У архимандрита Лев Николаевич пробыл часа два-три. Потом, как и в предыдущее свое посещение пустыни, захотел увидеться с Амвросием. Около тридцати богомольцев вот уже несколько дней дожидались у его кельи благословения и совета старца. Они переминались с ноги на ногу и шептали молитвы. У крыльца – мужчины, за домом – женщины, в прихожей – паломники в духовном сане.
Толстой провел у Амвросия четыре часа. Старец, слышавший об его антицерковном настроении, убеждал посетителя покаяться, подтверждая свои доводы отрывками из Священного Писания. Лев Николаевич стоял на своем и даже указал старцу на ошибку в его цитировании Евангелия. Выйдя из кельи, подал милостыню ожидавшим старца.
Утром следующего дня, вновь надев мужицкое платье и в сопровождении своих двух товарищей двинулся в обратный путь. Сил идти пешком до Ясной не было, в Калуге сел на поезд. Но ехать решил третьим классом – его место было среди обиженных судьбой. С саркастической улыбкой взирал на хорошо одетых мужчин, поднимавшихся в вагон первого класса. Все время пути беседовал с соседями, в которых видел братьев во Христе.

Материал —
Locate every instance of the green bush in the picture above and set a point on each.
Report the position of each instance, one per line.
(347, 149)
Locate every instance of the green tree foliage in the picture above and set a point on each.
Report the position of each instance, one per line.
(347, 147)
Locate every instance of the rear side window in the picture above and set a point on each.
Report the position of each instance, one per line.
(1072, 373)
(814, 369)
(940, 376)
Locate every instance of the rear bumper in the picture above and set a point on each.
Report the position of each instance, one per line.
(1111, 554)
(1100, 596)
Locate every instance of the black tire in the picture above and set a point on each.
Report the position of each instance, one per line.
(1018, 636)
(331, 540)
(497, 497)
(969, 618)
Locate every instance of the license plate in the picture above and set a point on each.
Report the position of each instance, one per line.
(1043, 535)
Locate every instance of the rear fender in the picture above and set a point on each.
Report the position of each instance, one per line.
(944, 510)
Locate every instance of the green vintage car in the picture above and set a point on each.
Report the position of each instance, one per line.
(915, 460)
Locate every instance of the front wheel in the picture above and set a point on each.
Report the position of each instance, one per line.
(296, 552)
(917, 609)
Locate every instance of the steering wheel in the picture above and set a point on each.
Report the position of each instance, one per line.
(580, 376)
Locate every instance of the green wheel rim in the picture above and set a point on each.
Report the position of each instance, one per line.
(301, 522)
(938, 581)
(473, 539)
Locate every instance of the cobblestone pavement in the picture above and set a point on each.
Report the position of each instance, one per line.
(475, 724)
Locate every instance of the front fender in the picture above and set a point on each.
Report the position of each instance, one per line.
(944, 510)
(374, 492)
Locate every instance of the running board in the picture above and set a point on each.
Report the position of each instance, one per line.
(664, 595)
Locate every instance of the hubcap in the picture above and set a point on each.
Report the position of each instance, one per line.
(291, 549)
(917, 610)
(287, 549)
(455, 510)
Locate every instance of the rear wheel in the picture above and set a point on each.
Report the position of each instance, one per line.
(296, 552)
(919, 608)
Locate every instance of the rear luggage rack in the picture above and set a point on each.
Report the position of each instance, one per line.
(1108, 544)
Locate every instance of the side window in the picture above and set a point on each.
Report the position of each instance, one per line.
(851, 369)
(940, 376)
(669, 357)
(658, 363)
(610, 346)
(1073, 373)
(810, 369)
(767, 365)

Короткое задание 1 — В отрывке о Толстом перескажите списком абзац, начинающийся словами «Толстой провел у Амвросия», сохранив его главные факты.
Короткое задание 2 —
Ответьте по отрывку о Толстом на три вопроса:
(а) Сколько времени Толстой пробыл у архимандрита?
(б) Сколько богомольцев дожидалось у кельи Амвросия?
(в) В каком городе Толстой сел на поезд?
Короткое задание 3 — Продолжите отрывок о Толстом несколькими предложениями, начав сразу после его последней фразы.
Записи никак не связаны с отрывком о Толстом.

Письменный ответ 1 —
- Толстой пробыл у Амвросия четыре часа.
- Старец знал о его антицерковном настроении и убеждал его покаяться, приводя отрывки из Священного Писания.
- Толстой не уступил и указал старцу на ошибку в цитате из Евангелия.
- Выйдя из кельи, он раздал милостыню тем, кто ждал старца.

Письменный ответ 2 —
(а) Часа два-три.
(б) Около тридцати.
(в) В Калуге.

Письменный ответ 3 —
Прибыв на вокзал в Тулу, с удовольствием обнаружил там кучера Филиппа, приехавшего за ним, – перед отъездом из Калуги Толстой телеграфировал Софье Андреевне.
Сразу по приезде Лев Николаевич получил письмо от Тургенева с приглашением в Спасское. Он прибыл восьмого июля, но оказалось, что ошибся, – его ждали только девятого утром. Среди ночи гостивший у Ивана Сергеевича поэт Полонский проснулся от звука шагов и лая собак и при свете свечи заметил какого-то всклокоченного мужика, который расплачивался с другим такого же вида. Внимательного посмотрев на поэта, он спросил: «Это вы, Полонский?», тогда только тот признал в мужике графа Толстого.
Тургенев еще не ложился и радостно встретил гостя, показал ему обновленный, свежевыкрашенный дом, к чему Лев Николаевич остался совершенно равнодушен. В дневнике появилась запись: «У Тургенева. Милый Полонский, спокойно занятый живописью и писаньем, неосуждающий и – бедный – спокойный. Тургенев боится имени Бога, а признает его. Но тоже наивно спокойный, в роскоши и праздности жизни».
Толстой рассказал этим двум эстетам о своей поездке в Оптину пустынь, о своем понимании религии. Его вежливо выслушали, робко возражали, во взгляде Тургенева читались сочувствие и нежность.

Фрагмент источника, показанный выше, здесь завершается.